=== Material to process ===

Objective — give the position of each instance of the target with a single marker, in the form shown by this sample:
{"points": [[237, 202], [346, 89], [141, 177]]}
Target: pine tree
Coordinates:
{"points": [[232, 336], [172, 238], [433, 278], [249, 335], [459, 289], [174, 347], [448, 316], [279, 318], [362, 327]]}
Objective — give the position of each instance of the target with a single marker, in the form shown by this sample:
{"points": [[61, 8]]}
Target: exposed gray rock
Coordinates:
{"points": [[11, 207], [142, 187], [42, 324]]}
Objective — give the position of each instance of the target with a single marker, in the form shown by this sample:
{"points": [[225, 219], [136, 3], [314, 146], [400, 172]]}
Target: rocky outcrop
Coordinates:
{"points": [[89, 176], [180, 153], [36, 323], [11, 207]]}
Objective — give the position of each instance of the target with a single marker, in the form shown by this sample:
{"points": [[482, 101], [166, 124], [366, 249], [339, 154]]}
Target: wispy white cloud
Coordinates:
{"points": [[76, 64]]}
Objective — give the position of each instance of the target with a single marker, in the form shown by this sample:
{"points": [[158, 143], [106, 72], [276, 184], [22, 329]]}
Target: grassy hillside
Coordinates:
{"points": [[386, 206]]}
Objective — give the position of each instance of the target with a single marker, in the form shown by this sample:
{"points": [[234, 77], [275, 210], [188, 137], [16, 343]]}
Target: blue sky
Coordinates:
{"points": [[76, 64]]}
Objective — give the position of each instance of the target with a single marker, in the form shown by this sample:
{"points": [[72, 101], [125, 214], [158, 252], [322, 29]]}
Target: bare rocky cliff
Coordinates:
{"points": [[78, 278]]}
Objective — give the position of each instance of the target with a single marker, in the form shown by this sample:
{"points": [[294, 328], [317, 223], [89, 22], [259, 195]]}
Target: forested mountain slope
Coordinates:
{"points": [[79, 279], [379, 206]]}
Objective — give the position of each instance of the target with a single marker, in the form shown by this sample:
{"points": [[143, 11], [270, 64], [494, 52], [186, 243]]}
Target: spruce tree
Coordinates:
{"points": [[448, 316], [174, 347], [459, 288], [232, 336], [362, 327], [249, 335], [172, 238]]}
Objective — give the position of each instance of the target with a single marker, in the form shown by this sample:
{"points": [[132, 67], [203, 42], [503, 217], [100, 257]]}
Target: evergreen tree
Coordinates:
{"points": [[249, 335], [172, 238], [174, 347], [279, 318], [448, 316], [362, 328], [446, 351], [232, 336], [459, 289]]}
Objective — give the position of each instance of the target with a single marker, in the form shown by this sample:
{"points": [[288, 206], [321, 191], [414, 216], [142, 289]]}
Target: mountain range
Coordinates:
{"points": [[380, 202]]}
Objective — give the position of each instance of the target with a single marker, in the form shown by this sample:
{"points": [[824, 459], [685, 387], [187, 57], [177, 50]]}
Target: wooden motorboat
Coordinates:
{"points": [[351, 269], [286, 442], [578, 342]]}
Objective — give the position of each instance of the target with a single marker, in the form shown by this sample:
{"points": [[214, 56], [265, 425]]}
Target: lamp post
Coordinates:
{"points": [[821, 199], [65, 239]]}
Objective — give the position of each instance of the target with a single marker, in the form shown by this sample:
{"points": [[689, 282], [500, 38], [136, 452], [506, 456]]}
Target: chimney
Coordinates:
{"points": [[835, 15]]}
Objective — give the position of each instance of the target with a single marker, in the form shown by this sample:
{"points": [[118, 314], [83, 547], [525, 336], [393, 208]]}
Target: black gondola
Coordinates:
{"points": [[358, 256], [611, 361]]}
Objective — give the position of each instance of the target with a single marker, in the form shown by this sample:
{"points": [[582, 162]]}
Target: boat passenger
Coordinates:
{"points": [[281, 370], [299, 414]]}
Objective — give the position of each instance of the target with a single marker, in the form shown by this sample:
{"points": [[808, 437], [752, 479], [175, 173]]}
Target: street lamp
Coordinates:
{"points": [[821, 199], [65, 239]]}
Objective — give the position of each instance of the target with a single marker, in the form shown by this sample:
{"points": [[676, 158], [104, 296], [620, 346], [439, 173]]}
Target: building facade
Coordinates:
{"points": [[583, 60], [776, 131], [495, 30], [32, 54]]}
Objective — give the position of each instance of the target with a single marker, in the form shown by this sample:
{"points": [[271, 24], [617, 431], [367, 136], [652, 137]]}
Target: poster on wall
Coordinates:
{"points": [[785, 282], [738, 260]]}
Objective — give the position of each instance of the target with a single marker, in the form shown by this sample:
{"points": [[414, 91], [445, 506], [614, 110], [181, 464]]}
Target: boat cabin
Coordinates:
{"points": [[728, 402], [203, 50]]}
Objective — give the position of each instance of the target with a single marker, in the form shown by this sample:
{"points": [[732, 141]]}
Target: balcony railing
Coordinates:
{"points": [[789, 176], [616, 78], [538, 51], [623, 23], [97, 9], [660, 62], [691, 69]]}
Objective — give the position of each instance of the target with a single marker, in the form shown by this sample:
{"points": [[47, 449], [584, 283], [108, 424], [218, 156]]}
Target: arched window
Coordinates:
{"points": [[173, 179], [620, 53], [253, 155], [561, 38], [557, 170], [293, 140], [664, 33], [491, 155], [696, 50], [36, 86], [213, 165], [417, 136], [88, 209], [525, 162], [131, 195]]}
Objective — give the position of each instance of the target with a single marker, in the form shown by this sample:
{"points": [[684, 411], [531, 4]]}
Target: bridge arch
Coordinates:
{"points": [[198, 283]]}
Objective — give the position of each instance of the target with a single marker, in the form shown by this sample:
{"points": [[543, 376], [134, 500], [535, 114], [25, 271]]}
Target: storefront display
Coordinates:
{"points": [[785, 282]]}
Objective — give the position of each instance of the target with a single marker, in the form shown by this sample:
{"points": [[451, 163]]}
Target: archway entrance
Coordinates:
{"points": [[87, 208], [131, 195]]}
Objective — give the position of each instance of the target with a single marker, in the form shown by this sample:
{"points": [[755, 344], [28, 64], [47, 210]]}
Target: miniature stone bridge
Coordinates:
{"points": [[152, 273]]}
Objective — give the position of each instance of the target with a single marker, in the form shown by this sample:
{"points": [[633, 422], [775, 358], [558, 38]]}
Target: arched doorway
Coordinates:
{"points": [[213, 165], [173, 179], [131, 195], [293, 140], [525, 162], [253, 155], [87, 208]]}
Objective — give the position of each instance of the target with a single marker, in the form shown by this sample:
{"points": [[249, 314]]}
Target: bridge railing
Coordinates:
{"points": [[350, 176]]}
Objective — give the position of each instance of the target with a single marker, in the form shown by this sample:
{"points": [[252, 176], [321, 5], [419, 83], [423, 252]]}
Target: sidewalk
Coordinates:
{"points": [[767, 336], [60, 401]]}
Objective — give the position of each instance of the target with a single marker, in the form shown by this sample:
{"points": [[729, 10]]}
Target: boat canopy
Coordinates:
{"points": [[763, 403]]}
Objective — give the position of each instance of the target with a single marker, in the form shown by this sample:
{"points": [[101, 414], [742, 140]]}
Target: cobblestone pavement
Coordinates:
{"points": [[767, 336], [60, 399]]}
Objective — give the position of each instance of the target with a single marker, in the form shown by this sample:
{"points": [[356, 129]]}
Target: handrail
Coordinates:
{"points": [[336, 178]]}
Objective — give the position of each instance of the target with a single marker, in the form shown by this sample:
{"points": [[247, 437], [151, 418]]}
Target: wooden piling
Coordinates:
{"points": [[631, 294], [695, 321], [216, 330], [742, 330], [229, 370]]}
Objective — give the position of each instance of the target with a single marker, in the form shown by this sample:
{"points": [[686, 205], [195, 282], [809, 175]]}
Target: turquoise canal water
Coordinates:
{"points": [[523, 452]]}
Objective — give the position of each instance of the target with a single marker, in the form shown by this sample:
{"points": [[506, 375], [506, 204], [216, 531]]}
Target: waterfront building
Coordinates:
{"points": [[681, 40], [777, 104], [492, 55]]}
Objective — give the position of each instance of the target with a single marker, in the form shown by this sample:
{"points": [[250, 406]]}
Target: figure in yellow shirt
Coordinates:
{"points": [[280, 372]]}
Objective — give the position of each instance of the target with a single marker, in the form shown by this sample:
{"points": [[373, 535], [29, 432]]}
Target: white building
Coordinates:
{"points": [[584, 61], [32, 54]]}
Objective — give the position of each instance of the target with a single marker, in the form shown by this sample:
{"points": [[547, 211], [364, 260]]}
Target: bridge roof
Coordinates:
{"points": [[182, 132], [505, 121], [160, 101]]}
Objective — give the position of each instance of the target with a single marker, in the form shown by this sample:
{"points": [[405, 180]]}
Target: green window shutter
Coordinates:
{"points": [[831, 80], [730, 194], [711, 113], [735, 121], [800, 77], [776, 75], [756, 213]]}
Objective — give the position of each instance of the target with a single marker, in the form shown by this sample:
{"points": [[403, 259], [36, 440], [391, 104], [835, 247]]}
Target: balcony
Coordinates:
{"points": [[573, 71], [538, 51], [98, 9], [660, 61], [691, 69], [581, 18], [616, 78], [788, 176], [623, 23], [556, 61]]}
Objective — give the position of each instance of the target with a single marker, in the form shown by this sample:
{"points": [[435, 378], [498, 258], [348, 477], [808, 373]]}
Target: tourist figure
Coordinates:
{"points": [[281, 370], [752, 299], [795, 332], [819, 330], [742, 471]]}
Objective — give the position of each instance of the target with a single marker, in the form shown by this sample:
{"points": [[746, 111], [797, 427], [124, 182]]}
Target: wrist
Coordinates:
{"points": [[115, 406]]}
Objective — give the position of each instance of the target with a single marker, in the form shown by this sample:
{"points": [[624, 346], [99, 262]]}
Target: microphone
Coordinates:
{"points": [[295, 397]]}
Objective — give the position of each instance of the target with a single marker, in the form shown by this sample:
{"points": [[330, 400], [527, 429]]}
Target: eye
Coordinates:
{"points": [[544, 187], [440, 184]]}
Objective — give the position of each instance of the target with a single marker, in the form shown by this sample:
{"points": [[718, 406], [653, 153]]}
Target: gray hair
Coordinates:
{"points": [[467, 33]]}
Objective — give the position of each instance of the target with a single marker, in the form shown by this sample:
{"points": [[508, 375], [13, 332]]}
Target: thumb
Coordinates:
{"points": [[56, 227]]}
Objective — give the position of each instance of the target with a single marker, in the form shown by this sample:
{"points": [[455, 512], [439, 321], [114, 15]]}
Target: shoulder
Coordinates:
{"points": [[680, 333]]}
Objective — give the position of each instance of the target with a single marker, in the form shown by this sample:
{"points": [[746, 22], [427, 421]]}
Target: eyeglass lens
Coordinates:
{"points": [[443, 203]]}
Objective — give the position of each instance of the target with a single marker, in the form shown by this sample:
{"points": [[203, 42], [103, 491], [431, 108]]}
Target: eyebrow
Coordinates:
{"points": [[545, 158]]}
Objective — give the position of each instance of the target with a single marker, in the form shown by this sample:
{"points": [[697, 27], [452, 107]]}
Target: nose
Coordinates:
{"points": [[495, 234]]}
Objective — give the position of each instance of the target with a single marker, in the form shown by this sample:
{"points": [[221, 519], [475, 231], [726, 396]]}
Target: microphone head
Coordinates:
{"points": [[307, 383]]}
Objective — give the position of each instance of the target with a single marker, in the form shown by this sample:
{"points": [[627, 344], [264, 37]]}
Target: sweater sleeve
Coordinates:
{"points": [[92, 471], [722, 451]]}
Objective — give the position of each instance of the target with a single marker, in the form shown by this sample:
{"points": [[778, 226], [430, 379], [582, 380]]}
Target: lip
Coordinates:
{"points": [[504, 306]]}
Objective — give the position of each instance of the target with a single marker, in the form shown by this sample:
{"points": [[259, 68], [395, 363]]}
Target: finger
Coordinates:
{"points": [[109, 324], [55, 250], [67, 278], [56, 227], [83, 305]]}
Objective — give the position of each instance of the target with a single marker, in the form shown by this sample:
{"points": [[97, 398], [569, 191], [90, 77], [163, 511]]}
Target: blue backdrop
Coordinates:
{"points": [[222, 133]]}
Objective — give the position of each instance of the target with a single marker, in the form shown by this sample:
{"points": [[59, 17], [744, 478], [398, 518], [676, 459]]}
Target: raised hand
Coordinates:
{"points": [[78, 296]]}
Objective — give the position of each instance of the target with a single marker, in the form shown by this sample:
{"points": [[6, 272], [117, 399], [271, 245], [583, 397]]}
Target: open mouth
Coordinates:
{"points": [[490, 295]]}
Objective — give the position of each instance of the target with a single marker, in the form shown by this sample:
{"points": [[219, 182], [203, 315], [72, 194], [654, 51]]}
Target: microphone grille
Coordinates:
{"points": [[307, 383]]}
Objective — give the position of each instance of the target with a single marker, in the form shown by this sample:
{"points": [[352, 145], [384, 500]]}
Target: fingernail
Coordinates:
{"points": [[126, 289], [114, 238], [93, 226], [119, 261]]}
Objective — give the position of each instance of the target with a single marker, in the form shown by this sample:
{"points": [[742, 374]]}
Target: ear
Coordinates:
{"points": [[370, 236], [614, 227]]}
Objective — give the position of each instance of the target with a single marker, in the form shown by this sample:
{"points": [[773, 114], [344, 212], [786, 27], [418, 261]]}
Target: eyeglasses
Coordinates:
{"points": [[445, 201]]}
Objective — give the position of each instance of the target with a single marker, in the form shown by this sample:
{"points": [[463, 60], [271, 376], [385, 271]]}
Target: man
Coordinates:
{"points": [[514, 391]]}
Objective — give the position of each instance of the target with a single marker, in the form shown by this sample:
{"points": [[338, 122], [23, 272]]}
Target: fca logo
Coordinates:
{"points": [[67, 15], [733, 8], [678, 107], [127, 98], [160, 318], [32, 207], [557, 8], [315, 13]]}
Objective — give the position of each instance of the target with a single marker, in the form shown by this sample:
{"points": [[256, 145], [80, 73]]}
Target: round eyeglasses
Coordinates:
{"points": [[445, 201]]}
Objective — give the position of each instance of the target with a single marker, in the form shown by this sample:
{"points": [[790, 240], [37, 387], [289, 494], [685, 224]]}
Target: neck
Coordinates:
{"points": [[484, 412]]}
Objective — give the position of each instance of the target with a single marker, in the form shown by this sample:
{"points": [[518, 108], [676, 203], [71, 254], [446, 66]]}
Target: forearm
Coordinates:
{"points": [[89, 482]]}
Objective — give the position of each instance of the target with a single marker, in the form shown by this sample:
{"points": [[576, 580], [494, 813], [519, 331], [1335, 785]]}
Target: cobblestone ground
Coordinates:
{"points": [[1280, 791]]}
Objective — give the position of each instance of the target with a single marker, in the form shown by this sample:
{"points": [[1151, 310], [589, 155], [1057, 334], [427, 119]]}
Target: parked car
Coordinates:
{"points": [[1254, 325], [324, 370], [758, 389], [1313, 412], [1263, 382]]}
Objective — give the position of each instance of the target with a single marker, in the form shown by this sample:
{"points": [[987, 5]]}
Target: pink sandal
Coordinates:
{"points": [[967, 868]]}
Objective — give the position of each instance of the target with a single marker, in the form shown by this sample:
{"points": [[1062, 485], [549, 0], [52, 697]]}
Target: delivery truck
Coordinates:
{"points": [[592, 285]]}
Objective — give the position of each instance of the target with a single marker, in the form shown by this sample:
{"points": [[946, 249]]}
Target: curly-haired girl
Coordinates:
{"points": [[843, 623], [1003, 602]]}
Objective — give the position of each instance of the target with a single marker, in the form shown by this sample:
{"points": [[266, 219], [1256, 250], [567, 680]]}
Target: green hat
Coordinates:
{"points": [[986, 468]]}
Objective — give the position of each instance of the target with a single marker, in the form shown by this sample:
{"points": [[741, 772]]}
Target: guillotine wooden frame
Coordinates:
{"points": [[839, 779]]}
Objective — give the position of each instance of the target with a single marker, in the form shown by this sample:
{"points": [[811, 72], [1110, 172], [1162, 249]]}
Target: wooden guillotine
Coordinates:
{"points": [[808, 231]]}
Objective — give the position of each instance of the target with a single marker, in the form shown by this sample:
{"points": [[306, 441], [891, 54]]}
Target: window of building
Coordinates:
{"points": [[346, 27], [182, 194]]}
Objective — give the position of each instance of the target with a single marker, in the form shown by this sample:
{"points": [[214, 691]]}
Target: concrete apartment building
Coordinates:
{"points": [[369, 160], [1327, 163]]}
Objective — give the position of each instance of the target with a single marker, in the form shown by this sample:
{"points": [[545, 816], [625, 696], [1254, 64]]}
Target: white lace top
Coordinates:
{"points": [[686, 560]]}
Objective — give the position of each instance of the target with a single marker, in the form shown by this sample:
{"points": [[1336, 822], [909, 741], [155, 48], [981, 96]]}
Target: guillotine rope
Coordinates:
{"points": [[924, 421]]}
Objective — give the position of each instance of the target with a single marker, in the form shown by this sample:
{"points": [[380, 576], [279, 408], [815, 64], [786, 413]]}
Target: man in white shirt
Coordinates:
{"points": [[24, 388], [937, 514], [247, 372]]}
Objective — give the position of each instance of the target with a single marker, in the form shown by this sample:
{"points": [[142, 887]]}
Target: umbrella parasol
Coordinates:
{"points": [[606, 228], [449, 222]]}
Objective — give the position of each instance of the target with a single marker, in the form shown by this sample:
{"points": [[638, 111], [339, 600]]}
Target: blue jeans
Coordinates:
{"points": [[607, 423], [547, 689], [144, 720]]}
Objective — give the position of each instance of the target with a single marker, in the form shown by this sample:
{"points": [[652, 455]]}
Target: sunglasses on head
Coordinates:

===

* _Task_: Go through the data above and find the lines with the word "eyeglasses". Copy each of those lines.

* _Response below_:
Target: eyeglasses
Target: round eyeglasses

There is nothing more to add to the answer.